**Lista de tareas**.
• 1. Indica si cada afirmación concuerda con el relato de la subida al Simancón y al Reloj, contestando sí o no y citando literalmente las palabras del texto que lo deciden: (a) El grupo A lo formaban cinco personas. (b) Todos los miembros del grupo se quejaban durante la travesía. (c) El Simancón alcanza los 1.566 metros.
• 2. Prosigue el relato de la subida al Simancón y al Reloj a partir de su última frase.

**Texto aportado**.

##############################

Al Simancón y al Reloj explorando caminos

Uno de los placeres que ofrece la montaña es descubrir rutas nuevas, rebuscar y trazar por intrincados senderos, indagar en simas y laberintos… En este club, todavía, hay quien practica la disidencia; la de arrancar desde el punto de partida acordado cual ave que escapa de la jaula en busca de libertad, dispuesto a llegar a la cumbre por donde a uno, a su entender, le guía el instinto.

              Como siempre, el sábado pasado sucedió algo así. De la quincena que éramos, un grupo de cinco (el grupo A) optó por subir al Simancón y al Reloj por el puerto de las Presillas y, bordeando gran parte de los mogotes calizos que quedan a la izquierda, dentro del conglomerado que conforma la sierra del Endrinal, intentamos salvar el extraordinario lapiaz sin perder altura, para, al final, caer en la trampa cuando ya teníamos enfrente la cumbre del Simancón, y adentrarnos de lleno, casi sin querer, en ese mar kárstico (¡una maravilla!) sembrado de simas y rocas afiladas como cuchillos, que, obviamente, es complicado cruzar si se anda escaso de energía, aunque, por el contrario, resultará extraordinariamente entretenido saltar sobre ellas si se tienen fuerzas suficientes. De otro modo, sumergirse en ese laberinto que parece no acabar nunca agota a cualquiera.

Atravesando un mar kárstico./ Foto JM
Atravesando un mar kárstico./ Foto JM

              Solo Isabel se quejaba; el resto, en silencio, hacíamos lo que podíamos. Caminábamos apretando los dientes mientras buscábamos, subiendo y bajando, trepando, gateando, la mejor solución para encontrar la salida del indescifrable campo kárstico que nos había atrapado y que, aparentemente, visto desde lejos, no era más que una planicie fácil de salvar enterrada en una gran hoya.

              Saltabas, brincabas… hasta que de pronto te hundías otra vez intuyendo un sendero que te llevaba a otra trampa: a otra pared de cinco metros que te impedía avanzar. Mientras tanto, allí, enfrente, estaba mirándonos la mole caliza del Simancón con sus 1.566 metros, inmutable y perenne; una mole que en los últimos tramos no tiene ni una brizna de hierba pues no hay un rincón en donde la tierra se amolde y pueda dar vida a una planta.

##############################

Fragmentos de datos de etiquetado de ubicaciones:
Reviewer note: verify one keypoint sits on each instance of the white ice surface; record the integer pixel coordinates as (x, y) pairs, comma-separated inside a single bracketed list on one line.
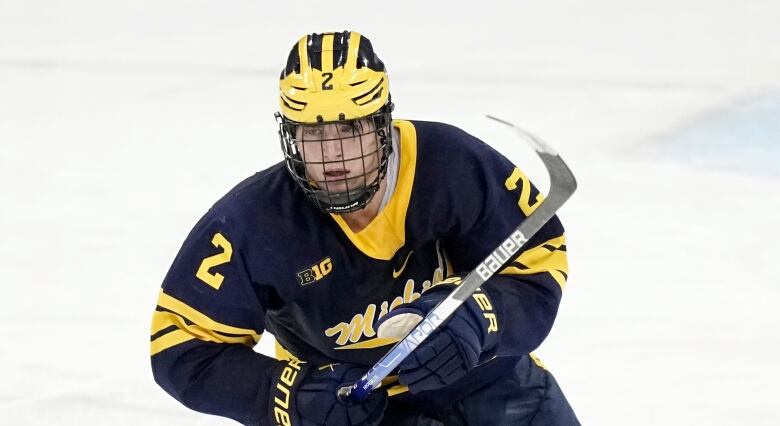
[(121, 122)]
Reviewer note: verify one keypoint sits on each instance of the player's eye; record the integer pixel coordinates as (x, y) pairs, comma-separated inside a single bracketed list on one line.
[(312, 131)]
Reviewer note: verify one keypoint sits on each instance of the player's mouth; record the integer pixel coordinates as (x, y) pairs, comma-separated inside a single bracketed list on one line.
[(336, 174)]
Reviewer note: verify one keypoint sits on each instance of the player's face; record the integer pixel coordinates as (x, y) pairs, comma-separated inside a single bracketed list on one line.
[(340, 156)]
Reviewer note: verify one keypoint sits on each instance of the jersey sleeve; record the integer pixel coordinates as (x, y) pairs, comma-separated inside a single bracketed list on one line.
[(491, 197), (208, 317)]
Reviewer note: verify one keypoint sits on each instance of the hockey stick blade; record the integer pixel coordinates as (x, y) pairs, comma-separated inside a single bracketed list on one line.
[(562, 186)]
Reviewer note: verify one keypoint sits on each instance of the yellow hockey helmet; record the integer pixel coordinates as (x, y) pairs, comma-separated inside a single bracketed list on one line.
[(335, 81), (332, 77)]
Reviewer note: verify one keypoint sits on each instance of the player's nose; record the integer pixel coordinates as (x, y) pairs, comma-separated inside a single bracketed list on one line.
[(331, 144)]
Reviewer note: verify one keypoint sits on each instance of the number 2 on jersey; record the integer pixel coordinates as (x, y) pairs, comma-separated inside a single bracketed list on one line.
[(215, 279), (525, 191)]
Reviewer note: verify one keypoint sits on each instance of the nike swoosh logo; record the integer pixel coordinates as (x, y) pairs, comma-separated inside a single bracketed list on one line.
[(397, 274)]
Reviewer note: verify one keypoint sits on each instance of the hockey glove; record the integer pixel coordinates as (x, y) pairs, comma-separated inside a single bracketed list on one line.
[(305, 395), (449, 352)]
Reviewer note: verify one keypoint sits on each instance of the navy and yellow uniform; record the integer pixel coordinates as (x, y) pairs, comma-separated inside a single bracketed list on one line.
[(264, 258)]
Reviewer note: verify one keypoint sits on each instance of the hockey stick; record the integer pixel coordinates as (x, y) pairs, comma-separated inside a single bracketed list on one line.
[(562, 186)]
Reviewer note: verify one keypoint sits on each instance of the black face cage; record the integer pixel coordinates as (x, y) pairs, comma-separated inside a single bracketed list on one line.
[(358, 189)]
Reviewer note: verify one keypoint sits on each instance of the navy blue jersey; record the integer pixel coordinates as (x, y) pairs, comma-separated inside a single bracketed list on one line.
[(264, 258)]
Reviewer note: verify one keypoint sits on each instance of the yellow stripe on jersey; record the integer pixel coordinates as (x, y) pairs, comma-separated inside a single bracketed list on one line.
[(169, 340), (196, 325), (549, 256), (382, 238)]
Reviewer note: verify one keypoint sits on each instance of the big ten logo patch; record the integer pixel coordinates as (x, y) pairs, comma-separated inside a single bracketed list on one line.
[(315, 272)]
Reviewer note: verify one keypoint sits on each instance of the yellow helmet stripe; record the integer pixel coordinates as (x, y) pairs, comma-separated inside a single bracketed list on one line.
[(303, 55), (327, 53), (354, 45)]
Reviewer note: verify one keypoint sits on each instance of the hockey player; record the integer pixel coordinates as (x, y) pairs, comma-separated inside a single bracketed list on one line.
[(366, 225)]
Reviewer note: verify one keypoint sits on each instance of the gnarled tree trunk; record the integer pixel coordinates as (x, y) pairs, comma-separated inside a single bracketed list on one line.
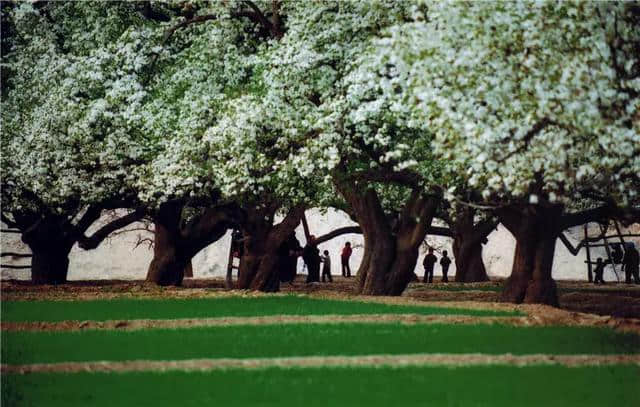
[(169, 257), (259, 263), (535, 229), (50, 240), (391, 253), (175, 244), (467, 246)]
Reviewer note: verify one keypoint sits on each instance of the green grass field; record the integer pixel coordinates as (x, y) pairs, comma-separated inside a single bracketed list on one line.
[(492, 386), (308, 340), (102, 310), (488, 385)]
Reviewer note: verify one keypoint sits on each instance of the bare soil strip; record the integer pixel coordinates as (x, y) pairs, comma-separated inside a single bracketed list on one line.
[(407, 319), (136, 324), (452, 360)]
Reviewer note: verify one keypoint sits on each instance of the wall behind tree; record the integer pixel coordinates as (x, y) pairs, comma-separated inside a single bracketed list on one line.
[(119, 258)]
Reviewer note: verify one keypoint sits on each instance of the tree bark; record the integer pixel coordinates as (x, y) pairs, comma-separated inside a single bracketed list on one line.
[(176, 244), (467, 246), (535, 229), (50, 240), (169, 262), (391, 251), (259, 263), (50, 266)]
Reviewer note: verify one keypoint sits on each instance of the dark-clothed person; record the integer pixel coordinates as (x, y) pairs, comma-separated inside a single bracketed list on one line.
[(428, 263), (288, 257), (326, 266), (344, 259), (631, 263), (311, 257), (445, 262), (599, 271)]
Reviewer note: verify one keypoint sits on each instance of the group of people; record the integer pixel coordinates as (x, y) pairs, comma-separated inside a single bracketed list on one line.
[(630, 261), (429, 263), (312, 259)]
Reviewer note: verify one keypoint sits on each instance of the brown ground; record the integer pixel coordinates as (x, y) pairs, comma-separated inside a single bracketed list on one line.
[(437, 359), (618, 300), (617, 306)]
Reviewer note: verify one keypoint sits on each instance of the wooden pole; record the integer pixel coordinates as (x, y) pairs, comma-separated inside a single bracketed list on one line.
[(586, 239), (305, 226), (608, 249)]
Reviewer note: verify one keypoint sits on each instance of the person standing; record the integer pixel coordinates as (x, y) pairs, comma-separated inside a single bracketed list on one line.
[(344, 259), (599, 271), (445, 262), (326, 266), (631, 264), (428, 263), (311, 257)]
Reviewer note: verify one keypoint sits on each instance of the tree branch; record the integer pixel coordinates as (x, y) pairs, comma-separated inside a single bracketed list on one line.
[(590, 215), (13, 254), (94, 240), (91, 215), (338, 232)]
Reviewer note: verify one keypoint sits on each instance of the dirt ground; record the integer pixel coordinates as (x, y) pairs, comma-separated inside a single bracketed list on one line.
[(615, 305)]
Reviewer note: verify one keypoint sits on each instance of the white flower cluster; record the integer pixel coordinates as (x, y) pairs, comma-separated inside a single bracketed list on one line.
[(514, 100)]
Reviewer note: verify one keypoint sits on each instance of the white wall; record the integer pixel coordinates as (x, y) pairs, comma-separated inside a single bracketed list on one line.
[(119, 259)]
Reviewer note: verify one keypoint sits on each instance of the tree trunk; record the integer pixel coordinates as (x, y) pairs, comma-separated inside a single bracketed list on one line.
[(259, 264), (535, 229), (50, 244), (469, 264), (176, 244), (515, 287), (542, 288), (50, 265), (467, 246), (188, 270), (391, 253), (169, 263)]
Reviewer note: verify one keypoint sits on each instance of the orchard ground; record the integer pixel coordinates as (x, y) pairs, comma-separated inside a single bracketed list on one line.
[(130, 343)]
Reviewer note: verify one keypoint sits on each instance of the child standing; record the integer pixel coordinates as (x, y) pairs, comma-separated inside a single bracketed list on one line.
[(344, 257), (599, 271), (326, 267), (428, 262), (445, 262)]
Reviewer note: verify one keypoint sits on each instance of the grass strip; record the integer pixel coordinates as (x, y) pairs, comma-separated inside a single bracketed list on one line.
[(309, 340), (493, 386), (122, 309)]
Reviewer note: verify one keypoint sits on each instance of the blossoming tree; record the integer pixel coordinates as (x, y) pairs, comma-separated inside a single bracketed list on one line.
[(63, 160), (536, 106)]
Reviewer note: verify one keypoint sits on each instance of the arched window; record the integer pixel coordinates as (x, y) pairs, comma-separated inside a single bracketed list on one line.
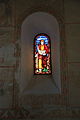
[(42, 54)]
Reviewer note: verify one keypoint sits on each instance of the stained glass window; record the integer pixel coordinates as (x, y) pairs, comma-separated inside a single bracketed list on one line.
[(42, 54)]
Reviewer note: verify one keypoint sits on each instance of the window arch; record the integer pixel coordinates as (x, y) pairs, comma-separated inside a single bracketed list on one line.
[(34, 25), (42, 54)]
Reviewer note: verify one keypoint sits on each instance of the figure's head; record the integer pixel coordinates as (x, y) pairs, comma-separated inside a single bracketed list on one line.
[(42, 42)]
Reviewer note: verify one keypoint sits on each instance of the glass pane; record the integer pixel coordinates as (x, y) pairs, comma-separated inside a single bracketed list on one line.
[(42, 54)]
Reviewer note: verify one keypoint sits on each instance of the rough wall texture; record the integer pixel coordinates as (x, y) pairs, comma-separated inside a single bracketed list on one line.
[(61, 106)]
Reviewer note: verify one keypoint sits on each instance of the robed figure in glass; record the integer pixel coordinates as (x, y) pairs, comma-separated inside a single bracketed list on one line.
[(42, 57)]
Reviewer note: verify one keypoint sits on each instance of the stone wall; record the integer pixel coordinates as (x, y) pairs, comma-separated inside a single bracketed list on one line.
[(59, 106)]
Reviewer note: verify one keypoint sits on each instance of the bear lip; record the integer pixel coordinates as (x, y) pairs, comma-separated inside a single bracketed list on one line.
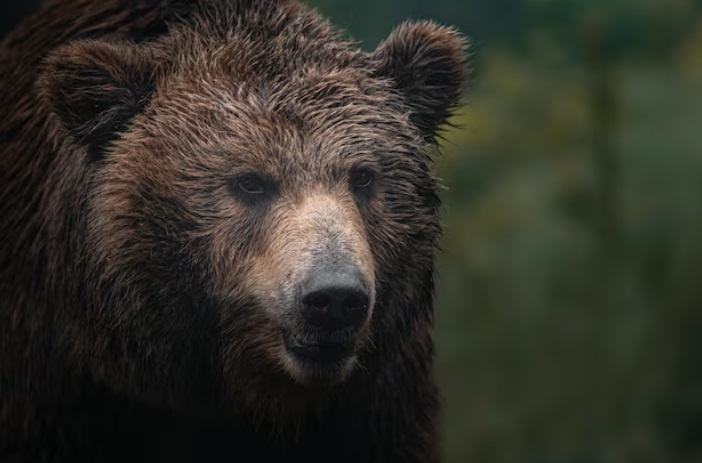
[(319, 349)]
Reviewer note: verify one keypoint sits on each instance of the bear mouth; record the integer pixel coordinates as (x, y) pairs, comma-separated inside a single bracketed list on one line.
[(319, 350)]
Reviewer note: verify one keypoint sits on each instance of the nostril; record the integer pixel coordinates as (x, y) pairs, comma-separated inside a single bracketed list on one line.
[(318, 300), (336, 308), (355, 301)]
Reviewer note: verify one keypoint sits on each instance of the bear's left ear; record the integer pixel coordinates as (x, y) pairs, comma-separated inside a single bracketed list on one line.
[(427, 64), (95, 88)]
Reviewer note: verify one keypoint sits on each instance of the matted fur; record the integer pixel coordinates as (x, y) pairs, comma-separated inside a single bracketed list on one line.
[(141, 301)]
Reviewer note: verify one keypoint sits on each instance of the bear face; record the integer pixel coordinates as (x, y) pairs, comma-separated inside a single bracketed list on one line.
[(255, 186)]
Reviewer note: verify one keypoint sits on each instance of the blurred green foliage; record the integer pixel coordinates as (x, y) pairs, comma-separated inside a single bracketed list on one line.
[(569, 295)]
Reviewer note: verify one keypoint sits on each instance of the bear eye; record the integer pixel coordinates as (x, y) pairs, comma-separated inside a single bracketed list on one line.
[(251, 184), (253, 189), (362, 178)]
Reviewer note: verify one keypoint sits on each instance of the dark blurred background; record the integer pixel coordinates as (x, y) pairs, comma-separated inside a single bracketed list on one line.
[(568, 318)]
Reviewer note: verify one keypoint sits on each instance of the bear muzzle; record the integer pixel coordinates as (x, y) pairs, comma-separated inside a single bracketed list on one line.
[(334, 309)]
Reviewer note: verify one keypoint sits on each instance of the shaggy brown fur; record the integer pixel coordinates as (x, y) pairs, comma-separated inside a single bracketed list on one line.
[(144, 287)]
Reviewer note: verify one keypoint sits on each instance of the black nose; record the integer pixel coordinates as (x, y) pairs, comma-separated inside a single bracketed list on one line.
[(335, 300)]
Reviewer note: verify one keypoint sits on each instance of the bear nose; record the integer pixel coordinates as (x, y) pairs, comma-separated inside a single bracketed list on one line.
[(335, 300)]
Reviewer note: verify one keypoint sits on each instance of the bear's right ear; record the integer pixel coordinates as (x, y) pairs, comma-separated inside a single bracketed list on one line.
[(95, 89)]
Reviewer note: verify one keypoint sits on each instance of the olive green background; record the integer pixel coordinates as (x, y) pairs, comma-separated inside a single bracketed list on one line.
[(569, 326)]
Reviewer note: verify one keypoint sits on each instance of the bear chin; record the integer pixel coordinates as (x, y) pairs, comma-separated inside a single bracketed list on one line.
[(319, 361)]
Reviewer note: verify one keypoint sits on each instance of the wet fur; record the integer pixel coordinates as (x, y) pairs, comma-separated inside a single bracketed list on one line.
[(128, 325)]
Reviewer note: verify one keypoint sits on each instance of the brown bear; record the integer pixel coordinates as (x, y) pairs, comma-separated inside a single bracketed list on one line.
[(217, 228)]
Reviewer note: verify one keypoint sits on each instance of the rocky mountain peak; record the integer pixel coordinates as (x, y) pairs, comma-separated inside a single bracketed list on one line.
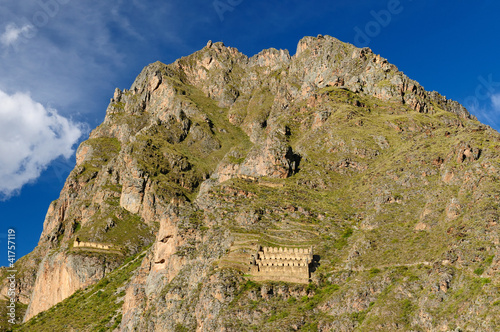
[(205, 159)]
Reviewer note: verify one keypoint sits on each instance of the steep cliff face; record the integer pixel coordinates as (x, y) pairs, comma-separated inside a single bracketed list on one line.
[(393, 186)]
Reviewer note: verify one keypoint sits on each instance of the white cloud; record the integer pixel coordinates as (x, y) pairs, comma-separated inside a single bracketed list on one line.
[(12, 33), (31, 136)]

##############################

**Respuestas por tarea**.
• 1.
(a) Sí: "un grupo de cinco (el grupo A)".
(b) No: "Solo Isabel se quejaba; el resto, en silencio, hacíamos lo que podíamos."
(c) Sí: "la mole caliza del Simancón con sus 1.566 metros".

• 2.
En la cumbre del Simancón./ Foto JM
En la cumbre del Simancón./ Foto JM

              Cuando hollamos la cumbre, los cuatro componentes del grupo B que habían subido por la ruta habitual y más corta, ya habían llegado. Compartimos el tiempo de recuperación y el posado para hacernos las fotos de rigor y descendimos por esa pendiente de la cara este que, como es habitual, a unos encandila y a otros atormenta. La inclinación, casi vertical, en algún salto y las rocas relucientes y alisadas siempre provocan dudas e inseguridad en más de uno. La reacción inmediata es sentarte y bajar arrastrando el trasero. Pero, si no se tiene miedo y confías en tus piernas, avanzas con relativa facilidad trazando, en zigzag, hasta salvar esos 70 metros de desnivel que conducen al collado; un espinazo de rocas desnudas de apenas 100 metros, al final de los cuales comienza la subida al Reloj.

Bajando del Simancón hacia el Reloj./ Foto JM
Bajando del Simancón hacia el Reloj./ Foto JM

              Claro, antes ha habido que superar el miedo a rodar y caer al abismo, pues, cuando uno se bloquea, todos los fantasmas aparecen. Bajar esos 70 metros, recorrer con cautela el espinazo que une a ambos picos y comenzar a subir al Reloj (1.536 m) es un instante.  Al Reloj apenas hay 50 metros de subida; subida que al principio pesa en las piernas pues la bajada del Simancón ha sido exigente. Mas ya sabemos que el prurito de alcanzar las dos cumbres y la promesa de que en un cuarto de hora se desciende hasta la charca verde, una lagunita de agua en torno a la cual buscamos la sombra para almorzar y sestear, carga de renovadas energías hasta a los más reticentes.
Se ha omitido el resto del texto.